▶ Required work:
**1)** In the account of how Wim met Michael, what condition did the local government set for letting Michael into the area?
**2)** Resume the account of how Wim met Michael Rockefeller, picking up right after its final sentence.

▶ Text section:
|---|
How Wim met Michael

Very seldom Wim recieved visitors from the outside world. There was John Scofield, an associate editor of the National Geographic Magazine, and also Heinrich Harrer, a climber and mountaineer who was the author of the biographical book „Seven years in Tibet“ that was later adapted into a movie. Somewhat later Wim received the visit of Michael Rockefeller, the son of Nelson Rockefeller, the politician who became the 41st vice-president of the United States of America in the 70´s.

Michael was in his early twenties when he visited the area for the first time. After returning home with the Peabody expedition, he returned to New Guinea to study the Asmat and collect etnographic pieces. The artifacts would be then exhibited in the Museum of Primitive Art, a privately supported institution that was founded in New York by his father, in 1954.

Michael wanted to explore all rivers and waterways of the Asmat region as he intended to visit as many villages as possible. This endeavor was without a doubt a difficult task, especially since he did not have an adequate vessel to set it all forth. Eventually, Wim was confronted with the idea of selling his own catamaran to Michael as he insisted with growing interest. Although being hesitant about closing the deal, Wim finally accepted the offer.

"I gave him the best possible advice on how to maneuver the vessel in these vast and unpredictable rivers, but especially at sea where the conditions can be totally different"

The local government never permitted visitors to enter this specific area of New Guinea, however they made an exception in this case. The only condition that must be met was to take a Dutch public officer with him. Strange enough since this officer was not really familiar with the inland regions of New Guinea and less with the interior of the Asmat.

„It all happened around September 1961. During more than a month I recieved no sign of the expedition.
|---|
[Dataset excerpt]
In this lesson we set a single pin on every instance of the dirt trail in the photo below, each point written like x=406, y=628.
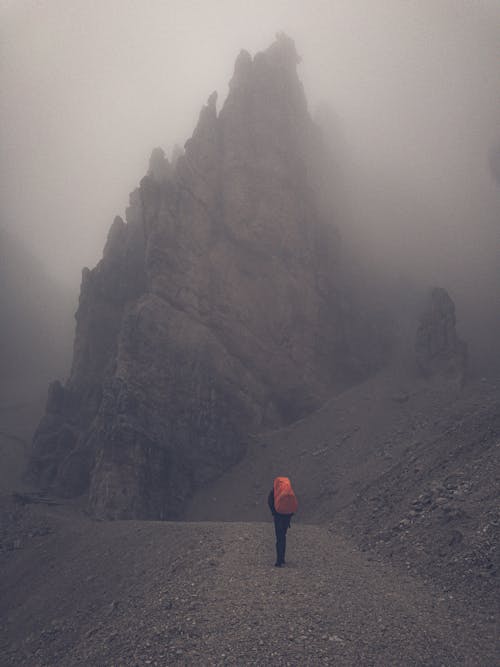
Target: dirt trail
x=131, y=593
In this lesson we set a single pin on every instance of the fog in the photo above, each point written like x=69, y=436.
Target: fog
x=89, y=88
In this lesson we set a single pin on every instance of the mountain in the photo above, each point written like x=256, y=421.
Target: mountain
x=215, y=311
x=36, y=331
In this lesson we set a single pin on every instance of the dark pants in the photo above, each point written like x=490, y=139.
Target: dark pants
x=281, y=524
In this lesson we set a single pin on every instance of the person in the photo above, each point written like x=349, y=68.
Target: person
x=281, y=525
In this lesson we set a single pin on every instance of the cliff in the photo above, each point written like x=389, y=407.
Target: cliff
x=214, y=311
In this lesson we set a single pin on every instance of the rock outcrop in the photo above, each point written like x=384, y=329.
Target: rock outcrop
x=439, y=350
x=214, y=311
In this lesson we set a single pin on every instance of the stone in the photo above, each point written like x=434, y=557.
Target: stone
x=439, y=350
x=215, y=311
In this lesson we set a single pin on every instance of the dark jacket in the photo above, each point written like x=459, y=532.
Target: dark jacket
x=270, y=502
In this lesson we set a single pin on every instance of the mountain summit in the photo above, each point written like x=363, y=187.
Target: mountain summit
x=214, y=312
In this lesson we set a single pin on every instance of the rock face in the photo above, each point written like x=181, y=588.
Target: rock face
x=439, y=351
x=214, y=311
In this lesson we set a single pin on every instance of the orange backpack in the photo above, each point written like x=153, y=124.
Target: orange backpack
x=285, y=501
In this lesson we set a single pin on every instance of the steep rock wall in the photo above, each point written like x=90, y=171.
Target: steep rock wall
x=213, y=312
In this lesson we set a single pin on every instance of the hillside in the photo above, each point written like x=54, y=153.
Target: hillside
x=149, y=593
x=402, y=467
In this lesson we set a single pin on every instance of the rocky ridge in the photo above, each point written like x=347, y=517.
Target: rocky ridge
x=214, y=312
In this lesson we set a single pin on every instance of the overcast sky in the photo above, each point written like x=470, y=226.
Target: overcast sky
x=90, y=87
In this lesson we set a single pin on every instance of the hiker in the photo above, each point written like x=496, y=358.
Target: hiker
x=283, y=504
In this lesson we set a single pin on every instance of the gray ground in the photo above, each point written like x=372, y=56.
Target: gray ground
x=392, y=559
x=131, y=593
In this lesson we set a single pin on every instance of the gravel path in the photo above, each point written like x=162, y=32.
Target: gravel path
x=130, y=593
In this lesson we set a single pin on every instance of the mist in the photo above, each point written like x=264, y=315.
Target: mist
x=413, y=88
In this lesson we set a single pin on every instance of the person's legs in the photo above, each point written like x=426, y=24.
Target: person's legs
x=280, y=526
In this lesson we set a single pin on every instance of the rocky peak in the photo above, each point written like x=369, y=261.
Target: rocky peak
x=215, y=311
x=439, y=350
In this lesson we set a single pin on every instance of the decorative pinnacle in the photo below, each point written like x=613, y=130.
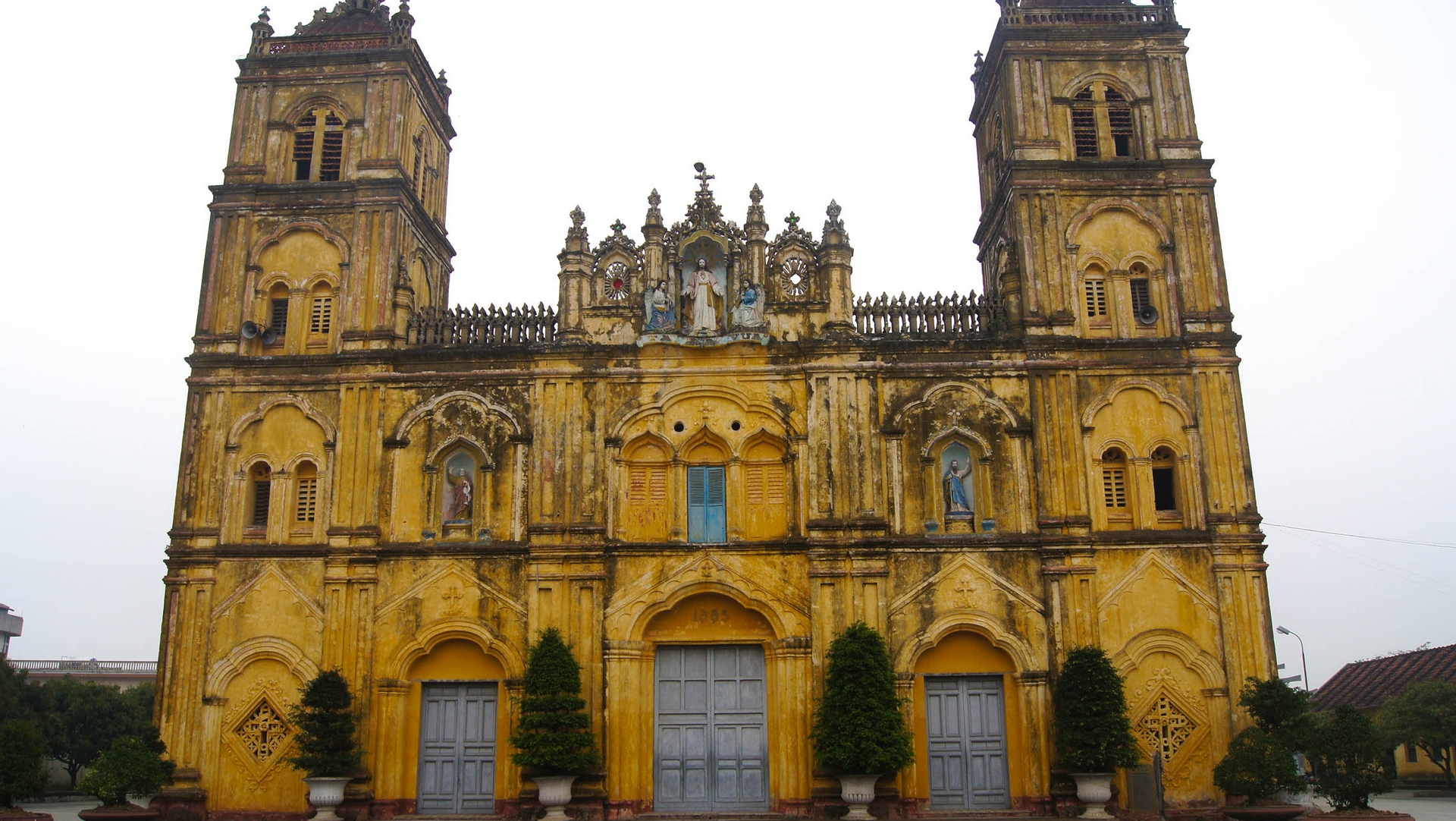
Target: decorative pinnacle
x=702, y=175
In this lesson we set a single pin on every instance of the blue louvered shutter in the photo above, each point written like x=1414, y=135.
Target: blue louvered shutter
x=707, y=504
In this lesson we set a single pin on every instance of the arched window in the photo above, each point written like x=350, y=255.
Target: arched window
x=1114, y=481
x=457, y=489
x=321, y=315
x=259, y=497
x=1141, y=294
x=277, y=315
x=1094, y=293
x=1101, y=123
x=305, y=495
x=1165, y=481
x=318, y=146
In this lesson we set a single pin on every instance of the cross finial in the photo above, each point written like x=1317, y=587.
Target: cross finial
x=702, y=175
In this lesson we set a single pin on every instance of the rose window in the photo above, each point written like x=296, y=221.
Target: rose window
x=1165, y=727
x=617, y=282
x=794, y=277
x=262, y=732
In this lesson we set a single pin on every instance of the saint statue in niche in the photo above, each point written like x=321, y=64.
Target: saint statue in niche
x=660, y=313
x=705, y=307
x=952, y=482
x=459, y=489
x=748, y=313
|---|
▶ Replies:
**1)** He had to take a Dutch public officer with him.

**2)**
But halfway November I recieved a radio message that Michael had shipwrecked somewhere at the mouth of the river Betsj which is some 6 to 7 kilometers wide. The enormous quantities of water that are being moved with the tides are gigantic and therefore only with dead tide you would dare to cross. I never did so and always drifted along with incoming tide moving upstream. With dead tide I used to cross far inland, and then with the outgoing current went down again drifting towards the river mouth on the other side.“

„But in this case something went wrong. Two days later we rescued the Dutch official, René Wassing, who had accompained Michael. He had survived the accident and was sitting in a dingy which an airplane had dropped near him. From Michael there was no trace.

According to Wassing, Michael had decided to swim ashore when the catamaran was situated at some 5 miles from the coast. An enterprise that implied a lot of risks since the sea was rather swarmed with sharks and crocodiles. But also because of the great distance involved, the currents and the deep, and almost impenetrable mud. Walking was impossible…

„Then the search started. The local government had no adecuate means and requested help from Australia, a country that sent two Cataline hidroplanes and two helicopters to intensify the search effort. All this surveillance equipment and all the aircrafts were concentrated near my outpost in Pirimapun, since Michael had disappeared close by.“

Hundreds of Papuans were also recruited, since they knew how to make the best use of their canoes, hence they were the only ones capable of coming close to the mangrove swamps all along the coastline. Days later I had a visit from Nelson Rockefeller and his daughter Mary, the twin sister of Michael. I informed them over what we were doing under these extremely difficult circumstances and with the means we had at our disposal“

„Some ten days later the search was stopped and the usual silence took hold again of this wild country. Towards mid December 1961 persistant rumours started to circulate in the area. Papuans of the village of Ostjanep, a conflictive village of 1.200 inhabitants, had found Michael the day after he disappeared from the catamaran.“

Visit to Pirimapun (1). From left to right: Wim van de Waal, Mary & Nelson Rockefeller and Governor Platteel - Source: Van Kessel.
Visit to Pirimapun (2). Wim van de Waal, Nelson Rockefeller, daughter Mary Rockefeller and Governor Platteel of Dutch New Guinea - Source: Van Kessel.
Visit to Pirimapun (3). Another picture from Nelson Rockefeller and Wim on the right - Source: Van Kessel.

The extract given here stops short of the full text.